Reading text:
Justarius (305126) | more than 6 years ago | (#21599535)

RPG players accept it. FPS players might not.

RPG, by definition, is a well-thought out story-line. Remember the paper-and-pencil days of D&D or Shadowrun? What made those games fun? The story line presented by the GM/DM, especially when it was a home grown epic. A poster above mentioned Oblivion - which is an art form unto itself, but the game is daunting to most. RPG players look for replayability depending on class, how much you can alter your character, etc.

At least from people i know, FPS players look for an entirely different set of features, from how hard is it, to whether they have to worry about creating a character at all. An FPS is dull if it's just the same thing all over again, and watered down. They look for a reflex challenge, and buy kit to match how fast they can move a mouse or how fast they can click.

Hybrid between both, shouldn't but are, a compromise. Unfortunately, Bioshock has several watered down features that an RPG player expected, and it's not as tough as most FPS players would prefer.

The idea (0)

Anonymous Coward | more than 6 years ago | (#21597991)

that dumb isn't easy is a very easy decision to make.

Re:The idea (0)

Anonymous Coward | more than 6 years ago | (#21598153)

What a dumb thing to say.

If the game wasnt dumbed down for the mainstream (0)

Anonymous Coward | more than 6 years ago | (#21598005)

then why did most of the team leave for other companies? Because they were disappointed in the consoltized mess that bioshock was.

Kevin Levine The hypocrite. He said EA would dumb down system shock 3, yet he himself did the exact same thing.

Re:If the game wasnt dumbed down for the mainstrea (0)

Anonymous Coward | more than 6 years ago | (#21598265)

why did most of the team leave for other companies? Because they were disappointed in the consoltized mess that bioshock was.
Thanks for that insight into the motives a bunch of people you'll never meet. As long as you're reading minds there, Kreskin, what number am I thinking of?

"Real" RPGs (5, Insightful)

Quiet_Desperation (858215) | more than 6 years ago | (#21598039)

petty elitism from people who'd actually like videogames to be a ghetto consisting of them

I like RPGs of all types. American, Japanese, European, action, methodical, turn based, real time, whatever. Hell, I even enjoyed Two Worlds on the X360. I thought *I* was nuts.

But try going to the message boards for some of these games, and I mean the boards run by the developer/publisher where players make suggestions for the next game. Bethesda's Oblivion forum, for example.

Extracted material:
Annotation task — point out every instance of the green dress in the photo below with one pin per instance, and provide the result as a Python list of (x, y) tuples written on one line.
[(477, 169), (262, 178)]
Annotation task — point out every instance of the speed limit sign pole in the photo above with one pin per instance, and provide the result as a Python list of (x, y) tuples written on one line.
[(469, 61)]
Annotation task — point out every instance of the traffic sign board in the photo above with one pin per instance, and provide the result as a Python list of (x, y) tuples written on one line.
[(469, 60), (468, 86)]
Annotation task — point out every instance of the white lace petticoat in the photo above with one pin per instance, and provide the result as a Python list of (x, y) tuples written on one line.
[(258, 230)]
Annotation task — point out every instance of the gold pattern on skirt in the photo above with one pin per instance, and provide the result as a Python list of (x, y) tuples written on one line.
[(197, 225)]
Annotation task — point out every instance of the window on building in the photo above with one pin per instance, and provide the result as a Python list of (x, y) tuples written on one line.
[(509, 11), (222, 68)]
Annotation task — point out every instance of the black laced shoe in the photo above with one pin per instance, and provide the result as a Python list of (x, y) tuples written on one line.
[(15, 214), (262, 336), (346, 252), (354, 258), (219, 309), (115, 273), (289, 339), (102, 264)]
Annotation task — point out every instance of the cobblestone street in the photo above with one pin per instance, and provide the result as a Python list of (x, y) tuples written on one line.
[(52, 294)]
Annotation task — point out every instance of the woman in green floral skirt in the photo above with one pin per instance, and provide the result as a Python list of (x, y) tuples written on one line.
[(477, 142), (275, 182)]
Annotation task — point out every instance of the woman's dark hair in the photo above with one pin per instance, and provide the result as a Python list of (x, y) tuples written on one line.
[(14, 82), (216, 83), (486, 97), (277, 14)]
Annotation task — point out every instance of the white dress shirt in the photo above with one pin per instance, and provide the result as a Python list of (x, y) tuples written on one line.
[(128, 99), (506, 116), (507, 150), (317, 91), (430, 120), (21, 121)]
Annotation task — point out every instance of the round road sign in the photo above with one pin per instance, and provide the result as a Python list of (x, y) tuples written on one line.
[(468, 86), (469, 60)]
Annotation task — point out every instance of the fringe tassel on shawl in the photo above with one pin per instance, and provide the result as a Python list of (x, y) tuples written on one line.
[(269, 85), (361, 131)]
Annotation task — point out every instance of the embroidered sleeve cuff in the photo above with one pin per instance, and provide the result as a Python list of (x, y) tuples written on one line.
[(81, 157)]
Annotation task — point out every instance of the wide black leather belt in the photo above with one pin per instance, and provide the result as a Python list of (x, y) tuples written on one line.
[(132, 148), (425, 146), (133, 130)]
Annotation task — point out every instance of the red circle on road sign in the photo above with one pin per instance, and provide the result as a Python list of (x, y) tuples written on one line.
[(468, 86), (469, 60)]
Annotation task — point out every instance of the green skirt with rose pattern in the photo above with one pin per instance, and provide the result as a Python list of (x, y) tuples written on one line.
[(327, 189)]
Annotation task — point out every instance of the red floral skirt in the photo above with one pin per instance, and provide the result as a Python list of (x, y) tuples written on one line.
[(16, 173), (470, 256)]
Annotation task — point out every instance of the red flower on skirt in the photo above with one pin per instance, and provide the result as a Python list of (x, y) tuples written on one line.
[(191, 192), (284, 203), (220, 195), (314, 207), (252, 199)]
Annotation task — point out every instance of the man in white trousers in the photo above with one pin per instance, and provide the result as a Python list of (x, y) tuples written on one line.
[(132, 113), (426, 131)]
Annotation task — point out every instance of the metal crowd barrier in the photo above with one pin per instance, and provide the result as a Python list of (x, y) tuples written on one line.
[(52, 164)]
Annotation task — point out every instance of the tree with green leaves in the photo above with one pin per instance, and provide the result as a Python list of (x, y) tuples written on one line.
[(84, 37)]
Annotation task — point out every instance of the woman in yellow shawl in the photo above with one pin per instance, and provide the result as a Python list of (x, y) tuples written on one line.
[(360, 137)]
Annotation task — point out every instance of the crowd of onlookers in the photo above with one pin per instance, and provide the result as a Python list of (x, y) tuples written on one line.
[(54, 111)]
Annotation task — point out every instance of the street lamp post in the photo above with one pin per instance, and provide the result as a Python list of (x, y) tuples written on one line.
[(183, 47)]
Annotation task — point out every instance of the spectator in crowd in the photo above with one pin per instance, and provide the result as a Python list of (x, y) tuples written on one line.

Requirements:
A: In the forum discussion, which message board does the last poster give as an example of a board run by a developer or publisher?
B: Reproduce verbatim the stretch of the forum discussion from "I like RPGs" through "forum, for example.".

Task answers:
A: Bethesda's Oblivion forum.

B:
I like RPGs of all types. American, Japanese, European, action, methodical, turn based, real time, whatever. Hell, I even enjoyed Two Worlds on the X360. I thought *I* was nuts.

But try going to the message boards for some of these games, and I mean the boards run by the developer/publisher where players make suggestions for the next game. Bethesda's Oblivion forum, for example.